SELECTED TEXT:
=-=-=
Quick Links

Re: BUG #18711: Attempting a connection with a database name longer than 63 characters now fails

From:	Nathan Bossart <nathandbossart(at)gmail(dot)com>
To:	Bruce Momjian <bruce(at)momjian(dot)us>
Cc:	Bertrand Drouvot <bertranddrouvot(dot)pg(at)gmail(dot)com>, Tom Lane <tgl(at)sss(dot)pgh(dot)pa(dot)us>, adam(at)labkey(dot)com, pgsql-bugs(at)lists(dot)postgresql(dot)org
Subject:	Re: BUG #18711: Attempting a connection with a database name longer than 63 characters now fails
Date:	2024-11-21 15:14:23
Message-ID:	Zz9OTyWAvATeeHev@nathan
Views:	Raw Message \| Whole Thread \| Download mbox \| Resend email
Thread:
Lists:	pgsql-bugs

On Thu, Nov 21, 2024 at 09:47:56AM -0500, Bruce Momjian wrote:
> On Thu, Nov 21, 2024 at 02:35:50PM +0000, Bertrand Drouvot wrote:
>> On Thu, Nov 21, 2024 at 09:21:16AM -0500, Bruce Momjian wrote:
>> > I don't understand this logic. Why are two bytes important? If we knew
>> > it was UTF8 we could check for non-first bytes always starting with
>> > bits 10, but we can't know that.
>>
>> I think this is because this is a reliable way to detect if the truncation happened
>> in the middle of a character, without needing to know the specifics of the encoding.
>>
>> My understanding is that the key insight is that in any multibyte encoding, all
>> bytes within a multibyte character will have their high bits set.
>>
>> That's just my understanding from the code and Tom's previous explanations: I
>> might be wrong as not an expert in this area.
>
> But the logic doesn't make sense. Why would two bytes be any different
> than one?

Tom provided a concise explanation upthread [0]. My understanding is the
same as Bertrand's, i.e., this is an easy way to rule out a bunch of cases
where we know that we couldn't possibly have truncated in the middle of a
multi-byte character. This allows us to avoid doing multiple pg_database
lookups.
=-=-=
RECORDED DATA:

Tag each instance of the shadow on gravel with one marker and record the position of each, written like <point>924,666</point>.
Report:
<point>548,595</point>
=-=-=
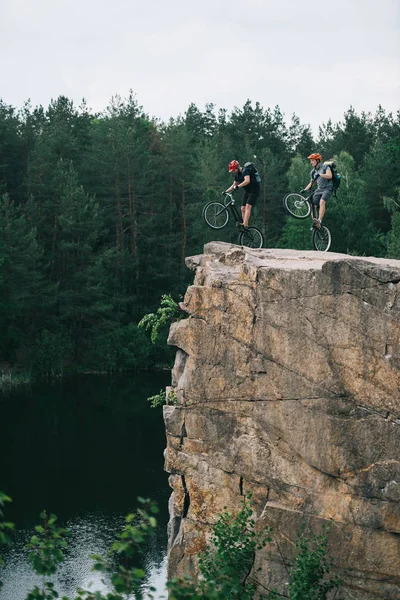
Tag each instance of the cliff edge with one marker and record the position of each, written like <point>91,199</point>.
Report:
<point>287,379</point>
=-=-=
GOAL: In the mailing-list reply above, what does ruling out those truncation cases allow the code to avoid?

RESPONSE BELOW: Doing multiple pg_database lookups.